◆ ACTION ITEM ◆
Repeat the data exactly as it appears.

Point-per-instance localization data
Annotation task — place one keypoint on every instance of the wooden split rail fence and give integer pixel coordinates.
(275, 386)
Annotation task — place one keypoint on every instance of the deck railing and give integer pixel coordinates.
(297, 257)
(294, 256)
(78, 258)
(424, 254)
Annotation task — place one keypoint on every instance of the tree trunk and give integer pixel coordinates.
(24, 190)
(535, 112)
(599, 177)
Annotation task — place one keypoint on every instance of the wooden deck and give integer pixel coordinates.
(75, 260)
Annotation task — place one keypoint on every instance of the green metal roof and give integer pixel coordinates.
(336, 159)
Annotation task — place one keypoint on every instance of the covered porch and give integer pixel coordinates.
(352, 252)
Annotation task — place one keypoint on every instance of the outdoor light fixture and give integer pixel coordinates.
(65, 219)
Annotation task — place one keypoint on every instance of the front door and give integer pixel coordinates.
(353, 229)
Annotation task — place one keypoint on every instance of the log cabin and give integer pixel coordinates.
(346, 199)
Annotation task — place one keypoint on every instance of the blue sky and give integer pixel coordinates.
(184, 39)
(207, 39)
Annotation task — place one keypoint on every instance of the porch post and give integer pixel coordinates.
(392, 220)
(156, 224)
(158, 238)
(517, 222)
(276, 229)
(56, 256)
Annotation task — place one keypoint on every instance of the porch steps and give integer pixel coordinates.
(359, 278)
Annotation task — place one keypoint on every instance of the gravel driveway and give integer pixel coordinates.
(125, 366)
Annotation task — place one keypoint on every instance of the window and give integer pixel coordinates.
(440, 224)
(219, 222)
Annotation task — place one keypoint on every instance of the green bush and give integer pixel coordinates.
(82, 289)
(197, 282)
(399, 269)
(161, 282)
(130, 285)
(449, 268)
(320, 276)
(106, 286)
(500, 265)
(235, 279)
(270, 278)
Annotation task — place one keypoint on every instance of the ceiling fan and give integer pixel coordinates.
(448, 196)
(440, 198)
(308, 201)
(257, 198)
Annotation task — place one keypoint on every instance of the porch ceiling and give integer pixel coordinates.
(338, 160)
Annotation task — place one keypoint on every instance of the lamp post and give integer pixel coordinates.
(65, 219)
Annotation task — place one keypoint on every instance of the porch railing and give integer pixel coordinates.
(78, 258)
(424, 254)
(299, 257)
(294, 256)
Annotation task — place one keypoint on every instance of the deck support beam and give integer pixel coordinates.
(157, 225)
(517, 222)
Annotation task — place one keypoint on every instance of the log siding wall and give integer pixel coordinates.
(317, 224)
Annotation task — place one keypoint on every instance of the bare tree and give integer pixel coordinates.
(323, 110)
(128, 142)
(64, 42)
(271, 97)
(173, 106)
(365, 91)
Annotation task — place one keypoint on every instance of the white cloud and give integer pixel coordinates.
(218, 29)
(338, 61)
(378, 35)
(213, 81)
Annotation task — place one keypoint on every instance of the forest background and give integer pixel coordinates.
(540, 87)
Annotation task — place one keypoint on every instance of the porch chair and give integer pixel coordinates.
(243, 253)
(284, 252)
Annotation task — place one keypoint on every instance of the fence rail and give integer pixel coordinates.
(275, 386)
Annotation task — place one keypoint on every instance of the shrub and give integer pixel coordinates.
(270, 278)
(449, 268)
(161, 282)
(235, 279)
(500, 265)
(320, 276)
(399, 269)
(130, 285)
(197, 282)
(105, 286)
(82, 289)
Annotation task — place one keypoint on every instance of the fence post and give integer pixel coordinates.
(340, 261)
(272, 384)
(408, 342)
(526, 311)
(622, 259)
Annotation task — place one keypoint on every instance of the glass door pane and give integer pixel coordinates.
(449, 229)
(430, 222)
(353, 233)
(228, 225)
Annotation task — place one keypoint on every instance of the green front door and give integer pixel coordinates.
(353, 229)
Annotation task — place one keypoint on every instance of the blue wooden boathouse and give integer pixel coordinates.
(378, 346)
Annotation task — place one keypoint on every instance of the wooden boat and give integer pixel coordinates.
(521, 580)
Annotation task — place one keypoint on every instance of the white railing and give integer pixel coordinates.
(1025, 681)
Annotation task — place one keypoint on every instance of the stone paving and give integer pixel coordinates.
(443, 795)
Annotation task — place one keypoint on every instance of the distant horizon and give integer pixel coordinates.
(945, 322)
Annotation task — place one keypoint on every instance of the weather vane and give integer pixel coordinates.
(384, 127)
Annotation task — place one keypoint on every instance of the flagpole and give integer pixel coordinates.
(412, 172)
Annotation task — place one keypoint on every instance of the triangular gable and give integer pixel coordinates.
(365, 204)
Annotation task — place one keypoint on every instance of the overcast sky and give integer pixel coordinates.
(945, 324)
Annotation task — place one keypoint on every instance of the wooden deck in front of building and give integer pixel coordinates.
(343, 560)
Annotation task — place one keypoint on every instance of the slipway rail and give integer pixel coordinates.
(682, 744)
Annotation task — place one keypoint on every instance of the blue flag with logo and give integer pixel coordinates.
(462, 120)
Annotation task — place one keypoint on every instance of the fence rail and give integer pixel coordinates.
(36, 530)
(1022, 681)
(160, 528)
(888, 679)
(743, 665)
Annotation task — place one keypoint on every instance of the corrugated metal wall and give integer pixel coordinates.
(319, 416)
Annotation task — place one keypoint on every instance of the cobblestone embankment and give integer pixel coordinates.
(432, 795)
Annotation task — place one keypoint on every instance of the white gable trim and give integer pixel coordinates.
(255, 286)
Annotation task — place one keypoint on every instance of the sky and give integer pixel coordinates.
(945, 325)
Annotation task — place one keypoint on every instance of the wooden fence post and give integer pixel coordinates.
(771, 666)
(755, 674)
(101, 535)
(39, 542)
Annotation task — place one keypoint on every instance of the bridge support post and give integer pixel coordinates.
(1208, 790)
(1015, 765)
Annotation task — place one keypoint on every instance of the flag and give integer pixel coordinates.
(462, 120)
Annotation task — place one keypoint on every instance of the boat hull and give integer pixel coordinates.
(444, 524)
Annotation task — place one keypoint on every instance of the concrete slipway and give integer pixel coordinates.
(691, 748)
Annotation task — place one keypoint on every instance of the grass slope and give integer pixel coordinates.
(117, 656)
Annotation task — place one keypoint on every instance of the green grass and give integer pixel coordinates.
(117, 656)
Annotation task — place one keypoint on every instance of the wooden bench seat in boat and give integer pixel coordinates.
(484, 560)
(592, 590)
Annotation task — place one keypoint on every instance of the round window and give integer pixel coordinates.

◆ SOLUTION TO THIS PROBLEM ◆
Annotation task — place one keypoint on every instance of the wooden split rail fence and give integer pixel coordinates.
(275, 386)
Annotation task — place one keypoint on every instance of the deck railing and give integer pixel coordinates.
(297, 257)
(294, 256)
(78, 258)
(424, 254)
Annotation task — place one keypoint on every instance of the tree trunk and give integer pixel coordinates.
(24, 190)
(535, 112)
(599, 177)
Annotation task — place one keypoint on every instance of the wooden deck and give integer pixel coordinates.
(75, 260)
Annotation task — place one keypoint on every instance of the green metal roof and give integer pixel coordinates.
(336, 159)
Annotation task — place one keypoint on every instance of the covered porch and give integer pixel coordinates.
(352, 252)
Annotation task — place one keypoint on every instance of the outdoor light fixture and give integer pixel coordinates.
(65, 219)
Annotation task — place one keypoint on every instance of the front door and give integer pixel coordinates.
(353, 229)
Annotation task — place one keypoint on every instance of the log cabin and give integer pixel coordinates.
(346, 199)
Annotation task — place one keypoint on every instance of the blue sky and give integer pixel coordinates.
(184, 39)
(207, 39)
Annotation task — place one keypoint on every instance of the porch post and give integer pixel coordinates.
(392, 220)
(156, 224)
(158, 238)
(517, 222)
(276, 229)
(56, 256)
Annotation task — place one keypoint on every instance of the porch steps and give integer pixel coordinates.
(359, 278)
Annotation task — place one keypoint on every instance of the gravel driveway and give integer pixel coordinates.
(125, 366)
Annotation task — place one keypoint on every instance of the window and give integer pixel coordinates.
(440, 224)
(219, 222)
Annotation task — place one keypoint on every instance of the green bush and give integer pixel coordinates.
(82, 289)
(197, 282)
(399, 269)
(161, 282)
(130, 285)
(449, 268)
(320, 276)
(106, 286)
(500, 265)
(235, 279)
(270, 278)
Annotation task — place one keypoint on every instance of the ceiling fan and give integer pixel coordinates.
(448, 196)
(440, 198)
(308, 201)
(257, 198)
Annotation task — place one keypoint on every instance of the porch ceiling and give integer pixel coordinates.
(338, 160)
Annotation task — place one keypoint on every instance of the lamp post and give integer pixel coordinates.
(65, 219)
Annotation task — place one keypoint on every instance of the porch railing and give integer pixel coordinates.
(78, 258)
(424, 254)
(299, 257)
(294, 256)
Annotation task — place one keypoint on every instance of the deck support beam and give integer pixel coordinates.
(157, 225)
(517, 222)
Annotation task — place one keypoint on every instance of the log siding wall and give integer pixel coordinates.
(317, 224)
Annotation task — place one keypoint on every instance of the bare tree and give integer pixel coordinates.
(323, 110)
(128, 142)
(64, 42)
(271, 97)
(173, 106)
(365, 91)
Annotation task — place one keypoint on every instance of the white cloud and give integer pixel coordinates.
(218, 29)
(338, 61)
(378, 35)
(213, 81)
Annotation task — place one keypoint on every instance of the forest background and give integer pixel coordinates.
(540, 87)
Annotation task — place one keypoint on every instance of the porch chair and give integer pixel coordinates.
(243, 253)
(284, 252)
Annotation task — place one keypoint on every instance of the fence rail and give integer pixel coordinates.
(275, 386)
Annotation task — place one keypoint on every instance of the shrub and give integer pixel coordinates.
(270, 278)
(449, 268)
(161, 282)
(235, 279)
(500, 265)
(320, 276)
(399, 269)
(130, 285)
(197, 282)
(105, 286)
(82, 289)
Annotation task — place one keypoint on every instance of the fence post and give integer pixel coordinates.
(340, 261)
(272, 384)
(408, 342)
(526, 311)
(622, 259)
Annotation task — place one keypoint on every instance of the glass door pane and give integer pixel coordinates.
(449, 229)
(430, 222)
(353, 233)
(228, 225)
Annotation task — place one keypoint on every instance of the green front door and give integer pixel coordinates.
(353, 229)
Annotation task — place one keypoint on every instance of the blue wooden boathouse and give integer pixel coordinates.
(378, 346)
Annotation task — place one keypoint on every instance of the wooden boat and give integer pixel coordinates.
(521, 580)
Annotation task — place one keypoint on every instance of the white railing and give integer pixel coordinates.
(1025, 681)
Annotation task — place one keypoint on every instance of the stone paving and give integer pixel coordinates.
(443, 795)
Annotation task — place one keypoint on every instance of the distant horizon and give integer pixel coordinates.
(945, 322)
Annotation task — place one keypoint on every instance of the weather vane and give integer pixel coordinates.
(384, 127)
Annotation task — place one keypoint on every instance of the flagpole and give integer pixel coordinates.
(412, 172)
Annotation task — place one keypoint on every instance of the triangular gable and give integer pixel coordinates.
(365, 204)
Annotation task — place one keypoint on every instance of the overcast sky and give integer pixel coordinates.
(945, 324)
Annotation task — place one keypoint on every instance of the wooden deck in front of building and give integer pixel coordinates.
(343, 560)
Annotation task — place one keypoint on every instance of the slipway rail and give integer pixel coordinates.
(682, 744)
Annotation task — place one keypoint on every instance of the blue flag with logo and give integer pixel coordinates.
(462, 120)
Annotation task — place one keypoint on every instance of the fence rail and give integer pixel coordinates.
(36, 530)
(1022, 681)
(160, 528)
(888, 679)
(743, 665)
Annotation task — place one keypoint on every instance of the corrugated metal wall and give integer pixel coordinates.
(319, 416)
Annotation task — place one keypoint on every instance of the cobblestone embankment and give integer pixel coordinates.
(432, 795)
Annotation task — place one keypoint on every instance of the white gable trim and give integer pixel coordinates.
(255, 286)
Annotation task — place one keypoint on every instance of the sky and give integer pixel coordinates.
(945, 325)
Annotation task — place one keypoint on every instance of the wooden fence post and give integer pixel coordinates.
(771, 666)
(755, 674)
(101, 535)
(39, 542)
Annotation task — place one keypoint on every instance of the bridge support post and give integer pixel coordinates.
(1208, 790)
(1015, 765)
Annotation task — place one keypoint on every instance of the flag and give integer pixel coordinates.
(462, 120)
Annotation task — place one keypoint on every instance of the boat hull and give integer pixel coordinates.
(444, 524)
Annotation task — place one keypoint on every instance of the concrete slipway and give integer pixel coordinates.
(691, 748)
Annotation task — place one keypoint on every instance of the grass slope and give integer pixel coordinates.
(117, 656)
Annotation task — place one keypoint on every instance of the green grass and give integer pixel coordinates.
(117, 656)
Annotation task — place one keypoint on every instance of the wooden bench seat in boat and give integer pixel coordinates.
(484, 560)
(592, 590)
Annotation task — place one keypoint on every instance of the round window and give integer pixel coordinates.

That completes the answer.